*REQUIREMENT*.
Check each line of the material below for "truck" and copy those where it appears.

*MATERIAL FOR THIS TASK*.
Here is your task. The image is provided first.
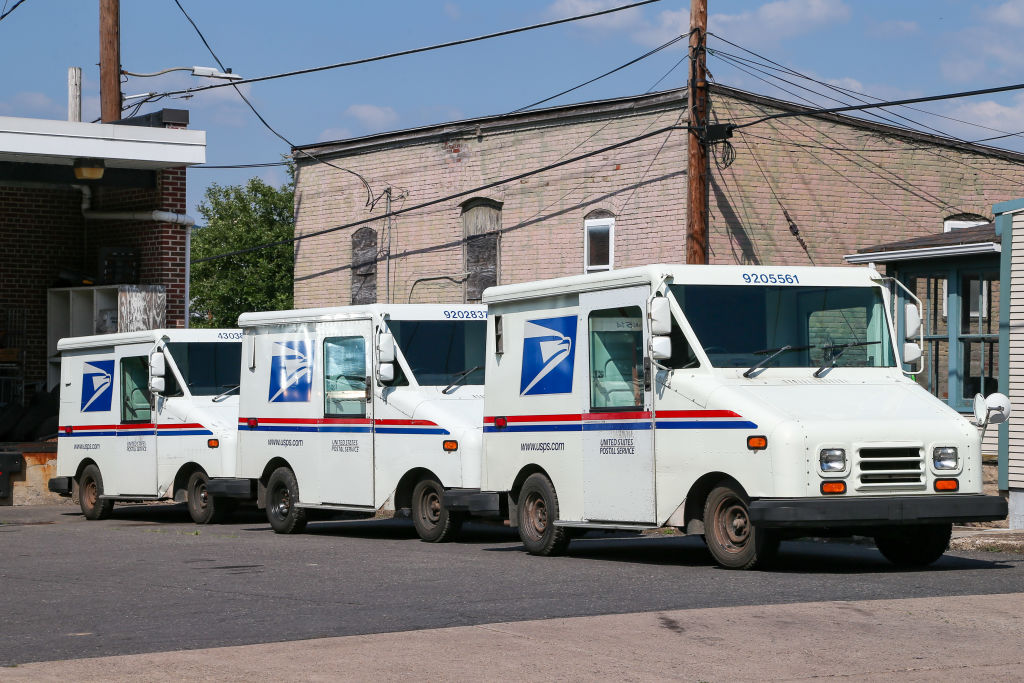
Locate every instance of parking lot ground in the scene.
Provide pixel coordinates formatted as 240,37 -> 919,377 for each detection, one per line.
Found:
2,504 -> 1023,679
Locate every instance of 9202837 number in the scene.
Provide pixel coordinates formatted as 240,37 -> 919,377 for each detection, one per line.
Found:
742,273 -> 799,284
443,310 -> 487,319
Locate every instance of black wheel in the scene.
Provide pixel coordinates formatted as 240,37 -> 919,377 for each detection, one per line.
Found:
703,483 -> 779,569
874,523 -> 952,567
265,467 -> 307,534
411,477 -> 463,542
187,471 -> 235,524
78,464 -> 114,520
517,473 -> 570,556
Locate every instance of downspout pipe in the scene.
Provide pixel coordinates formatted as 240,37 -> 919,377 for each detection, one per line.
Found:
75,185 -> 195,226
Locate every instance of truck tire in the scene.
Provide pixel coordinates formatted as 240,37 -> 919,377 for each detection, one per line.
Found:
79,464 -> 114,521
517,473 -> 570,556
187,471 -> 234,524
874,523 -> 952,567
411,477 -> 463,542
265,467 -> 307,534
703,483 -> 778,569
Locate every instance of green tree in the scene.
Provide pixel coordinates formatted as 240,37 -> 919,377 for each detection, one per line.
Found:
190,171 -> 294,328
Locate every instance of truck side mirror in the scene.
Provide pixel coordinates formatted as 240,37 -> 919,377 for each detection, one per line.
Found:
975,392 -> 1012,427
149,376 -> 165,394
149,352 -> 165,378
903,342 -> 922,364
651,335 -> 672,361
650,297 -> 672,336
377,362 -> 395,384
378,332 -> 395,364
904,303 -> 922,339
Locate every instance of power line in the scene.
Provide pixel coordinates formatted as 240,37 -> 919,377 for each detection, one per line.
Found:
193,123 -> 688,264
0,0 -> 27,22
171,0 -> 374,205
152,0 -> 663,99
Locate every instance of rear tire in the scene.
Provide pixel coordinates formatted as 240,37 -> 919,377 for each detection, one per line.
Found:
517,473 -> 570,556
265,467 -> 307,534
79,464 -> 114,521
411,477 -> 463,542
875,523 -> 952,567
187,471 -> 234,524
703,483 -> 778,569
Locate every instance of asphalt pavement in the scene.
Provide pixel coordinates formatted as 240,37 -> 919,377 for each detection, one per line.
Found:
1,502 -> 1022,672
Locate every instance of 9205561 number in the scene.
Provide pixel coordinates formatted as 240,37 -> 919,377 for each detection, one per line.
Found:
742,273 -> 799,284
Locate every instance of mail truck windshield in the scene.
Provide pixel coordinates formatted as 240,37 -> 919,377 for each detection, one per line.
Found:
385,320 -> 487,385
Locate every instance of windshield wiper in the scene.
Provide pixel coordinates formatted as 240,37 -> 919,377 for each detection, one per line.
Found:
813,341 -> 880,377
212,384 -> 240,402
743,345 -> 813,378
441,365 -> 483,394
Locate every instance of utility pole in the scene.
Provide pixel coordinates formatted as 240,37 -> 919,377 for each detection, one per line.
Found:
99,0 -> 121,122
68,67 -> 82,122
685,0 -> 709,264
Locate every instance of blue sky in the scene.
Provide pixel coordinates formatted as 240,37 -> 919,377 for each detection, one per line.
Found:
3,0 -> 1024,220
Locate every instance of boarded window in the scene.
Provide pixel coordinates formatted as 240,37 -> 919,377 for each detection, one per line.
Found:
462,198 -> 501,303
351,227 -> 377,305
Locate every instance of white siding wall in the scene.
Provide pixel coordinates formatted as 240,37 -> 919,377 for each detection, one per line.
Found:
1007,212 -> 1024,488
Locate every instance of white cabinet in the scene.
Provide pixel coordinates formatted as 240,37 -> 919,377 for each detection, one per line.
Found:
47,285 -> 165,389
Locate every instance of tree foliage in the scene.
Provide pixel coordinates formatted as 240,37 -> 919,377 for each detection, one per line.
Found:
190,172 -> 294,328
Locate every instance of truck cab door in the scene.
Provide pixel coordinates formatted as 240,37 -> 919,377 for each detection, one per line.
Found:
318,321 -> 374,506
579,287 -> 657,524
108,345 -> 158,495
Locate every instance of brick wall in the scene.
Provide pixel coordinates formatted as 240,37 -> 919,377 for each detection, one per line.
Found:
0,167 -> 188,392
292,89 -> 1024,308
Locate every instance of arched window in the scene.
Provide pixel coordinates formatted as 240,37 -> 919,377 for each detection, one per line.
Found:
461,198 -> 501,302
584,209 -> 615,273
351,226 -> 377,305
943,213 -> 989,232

*TASK SOLUTION*.
Locate every instance of truck tire in the scene.
Locate every instance of truck side mirror in the scene.
Locate every instance of mail truck windshield in the scene.
Locate every instance of truck cab door in the scene.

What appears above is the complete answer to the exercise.